start

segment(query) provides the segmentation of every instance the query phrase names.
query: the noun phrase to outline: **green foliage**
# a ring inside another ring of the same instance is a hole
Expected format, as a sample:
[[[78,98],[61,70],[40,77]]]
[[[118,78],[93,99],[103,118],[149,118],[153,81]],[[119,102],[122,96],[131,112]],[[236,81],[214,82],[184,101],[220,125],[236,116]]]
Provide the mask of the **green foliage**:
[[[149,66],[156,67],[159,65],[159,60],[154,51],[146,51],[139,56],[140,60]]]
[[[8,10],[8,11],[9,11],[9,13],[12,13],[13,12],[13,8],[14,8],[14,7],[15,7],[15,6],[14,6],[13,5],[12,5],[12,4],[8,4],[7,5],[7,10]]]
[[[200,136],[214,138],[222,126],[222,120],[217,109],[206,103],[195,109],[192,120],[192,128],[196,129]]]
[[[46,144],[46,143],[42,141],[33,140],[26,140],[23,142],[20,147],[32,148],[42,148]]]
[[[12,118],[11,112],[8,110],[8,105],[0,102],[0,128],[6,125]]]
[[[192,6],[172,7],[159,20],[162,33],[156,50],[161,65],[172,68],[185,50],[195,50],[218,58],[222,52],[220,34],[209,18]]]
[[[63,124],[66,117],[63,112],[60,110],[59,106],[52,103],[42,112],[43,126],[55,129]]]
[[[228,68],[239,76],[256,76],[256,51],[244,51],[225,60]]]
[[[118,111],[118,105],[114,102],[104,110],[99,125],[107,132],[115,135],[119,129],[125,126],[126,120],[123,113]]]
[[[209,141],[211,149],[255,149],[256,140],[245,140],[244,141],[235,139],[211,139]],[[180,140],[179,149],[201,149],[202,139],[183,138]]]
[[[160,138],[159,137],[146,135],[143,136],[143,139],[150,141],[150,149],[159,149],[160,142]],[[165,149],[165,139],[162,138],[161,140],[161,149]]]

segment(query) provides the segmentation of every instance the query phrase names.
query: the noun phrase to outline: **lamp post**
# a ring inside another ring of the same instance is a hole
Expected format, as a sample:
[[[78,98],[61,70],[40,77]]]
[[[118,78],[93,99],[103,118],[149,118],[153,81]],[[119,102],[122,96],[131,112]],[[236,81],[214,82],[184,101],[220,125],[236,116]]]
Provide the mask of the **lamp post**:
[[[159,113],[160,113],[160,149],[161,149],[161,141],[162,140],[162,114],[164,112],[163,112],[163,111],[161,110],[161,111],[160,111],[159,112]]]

end

Work required: Copy every one of the records above, line for line, changing nothing.

Task result:
segment(query) provides the segmentation of every instance the query phrase names.
query: the noun phrase to outline: **green foliage**
# a ring inside another ring of the same instance is a hole
Expected format, as a sample:
[[[78,98],[61,70],[40,77]]]
[[[118,78],[93,99],[103,118],[149,118],[153,81]],[[119,102],[122,96],[131,112]],[[236,81],[214,82],[184,101],[220,125],[236,116]]]
Provide the mask of the **green foliage**:
[[[149,66],[156,67],[159,65],[159,60],[154,51],[146,51],[139,56],[140,60]]]
[[[8,10],[8,11],[9,11],[9,13],[12,13],[13,12],[13,8],[14,8],[14,7],[15,7],[15,6],[14,6],[13,5],[12,5],[12,4],[8,4],[7,5],[7,10]]]
[[[200,136],[214,138],[222,126],[222,120],[217,109],[206,103],[195,109],[192,120],[192,128],[196,129]]]
[[[46,144],[46,143],[42,141],[33,140],[26,140],[23,142],[20,147],[32,148],[42,148]]]
[[[12,118],[11,112],[8,110],[8,105],[0,102],[0,128],[6,125]]]
[[[192,6],[172,7],[159,20],[162,33],[156,50],[161,65],[172,68],[185,50],[195,50],[218,58],[222,52],[220,34],[209,18]]]
[[[63,124],[66,117],[63,112],[60,110],[59,106],[52,103],[42,112],[43,126],[55,129]]]
[[[228,68],[239,76],[256,76],[256,51],[244,51],[225,60]]]
[[[118,111],[118,105],[114,102],[104,110],[99,125],[107,132],[115,135],[119,129],[125,126],[126,120],[123,113]]]
[[[209,141],[211,149],[255,149],[256,140],[245,140],[244,141],[235,139],[211,139]],[[180,140],[179,149],[201,149],[202,139],[183,138]]]
[[[160,138],[159,137],[146,135],[143,136],[143,139],[150,141],[150,149],[159,149],[160,142]],[[165,149],[165,139],[162,138],[161,140],[161,149]]]

segment(query) provides the segmentation of every instance the query phrase names.
query: the noun phrase to outline: **lamp post**
# a ring inside another ring of the same instance is a hole
Expected format, as a sample:
[[[78,98],[61,70],[40,77]]]
[[[118,78],[93,99],[103,118],[149,118],[153,81]],[[119,102],[122,96],[131,112]],[[236,81],[214,82],[184,101],[220,125],[236,116]]]
Provide the mask of the **lamp post**:
[[[159,113],[160,113],[160,149],[161,149],[161,141],[162,140],[162,114],[164,112],[163,112],[163,111],[161,110],[161,111],[160,111],[159,112]]]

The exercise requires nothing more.